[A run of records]
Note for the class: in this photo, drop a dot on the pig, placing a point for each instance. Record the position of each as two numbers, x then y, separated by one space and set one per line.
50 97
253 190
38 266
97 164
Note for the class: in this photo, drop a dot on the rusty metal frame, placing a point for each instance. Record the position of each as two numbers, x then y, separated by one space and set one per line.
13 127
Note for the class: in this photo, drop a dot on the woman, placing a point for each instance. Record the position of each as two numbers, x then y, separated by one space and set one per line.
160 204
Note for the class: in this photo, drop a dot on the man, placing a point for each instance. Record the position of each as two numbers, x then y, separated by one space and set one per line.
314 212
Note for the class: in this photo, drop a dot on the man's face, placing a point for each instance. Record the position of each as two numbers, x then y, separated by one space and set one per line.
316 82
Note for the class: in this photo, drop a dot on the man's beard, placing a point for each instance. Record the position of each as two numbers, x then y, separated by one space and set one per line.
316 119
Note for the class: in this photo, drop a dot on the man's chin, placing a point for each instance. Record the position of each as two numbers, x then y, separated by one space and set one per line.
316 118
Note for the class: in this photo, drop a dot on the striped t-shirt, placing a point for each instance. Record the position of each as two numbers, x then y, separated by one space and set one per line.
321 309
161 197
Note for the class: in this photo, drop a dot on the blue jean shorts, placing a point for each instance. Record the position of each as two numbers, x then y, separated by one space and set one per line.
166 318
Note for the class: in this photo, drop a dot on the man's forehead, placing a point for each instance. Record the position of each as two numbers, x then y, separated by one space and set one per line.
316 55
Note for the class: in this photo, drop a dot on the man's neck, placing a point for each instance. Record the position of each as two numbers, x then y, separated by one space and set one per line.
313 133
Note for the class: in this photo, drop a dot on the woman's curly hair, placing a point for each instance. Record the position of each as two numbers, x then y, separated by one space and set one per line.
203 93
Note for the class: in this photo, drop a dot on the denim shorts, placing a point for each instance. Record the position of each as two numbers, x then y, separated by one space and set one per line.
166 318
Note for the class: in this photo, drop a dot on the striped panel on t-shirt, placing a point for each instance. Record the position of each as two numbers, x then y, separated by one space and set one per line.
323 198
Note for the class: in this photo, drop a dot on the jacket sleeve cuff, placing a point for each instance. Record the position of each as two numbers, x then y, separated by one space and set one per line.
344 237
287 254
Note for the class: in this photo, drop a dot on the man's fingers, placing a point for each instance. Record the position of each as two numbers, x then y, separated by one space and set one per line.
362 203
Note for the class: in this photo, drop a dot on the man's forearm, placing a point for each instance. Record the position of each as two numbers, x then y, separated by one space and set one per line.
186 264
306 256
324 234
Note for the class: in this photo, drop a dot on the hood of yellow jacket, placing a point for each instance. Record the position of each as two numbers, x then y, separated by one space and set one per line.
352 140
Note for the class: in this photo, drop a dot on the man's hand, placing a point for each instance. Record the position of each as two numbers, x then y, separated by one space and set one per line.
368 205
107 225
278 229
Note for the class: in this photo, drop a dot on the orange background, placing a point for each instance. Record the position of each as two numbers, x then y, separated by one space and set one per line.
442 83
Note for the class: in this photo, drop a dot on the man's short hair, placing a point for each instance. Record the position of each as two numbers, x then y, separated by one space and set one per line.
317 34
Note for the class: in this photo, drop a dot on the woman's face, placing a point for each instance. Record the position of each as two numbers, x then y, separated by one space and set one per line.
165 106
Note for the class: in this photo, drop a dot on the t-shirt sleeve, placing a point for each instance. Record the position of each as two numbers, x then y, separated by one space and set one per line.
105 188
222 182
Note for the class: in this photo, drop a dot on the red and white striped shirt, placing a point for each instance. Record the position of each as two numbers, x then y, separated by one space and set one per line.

Exercise aim
Beginning at the line that holds "woman's face, placing", reproduce each line of the records above down to and including the last one.

Response to the exercise
Note for the class: in this photo, drop a dot on the woman's face, placing a point for each instance. Record the position of each as two numbers, x then y, separated by one space and set one per line.
165 106
Note for the class: in this photo, drop a dot on the t-shirt sleeve, placing a point for each instance. Record the position of each as two numbers, x then y, separated by one space and set one per line.
105 188
222 182
Note for the class: in this photo, drop a dot on the red and white striped shirt, placing a point for each instance. Record the position of each as two numbers, x then y, separated by one space and set one per line.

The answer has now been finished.